Copy each of the records below line for line, with no changes.

· · · · · · ·

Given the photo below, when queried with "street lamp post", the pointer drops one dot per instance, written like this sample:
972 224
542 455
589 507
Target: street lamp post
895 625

· · · · · · ·

**OUTPUT FOR THIS TASK**
Given the photo below, when queried with "street lamp post", the pointer drops one dot per instance, written like this sample:
972 224
542 455
589 507
Target: street lamp post
895 625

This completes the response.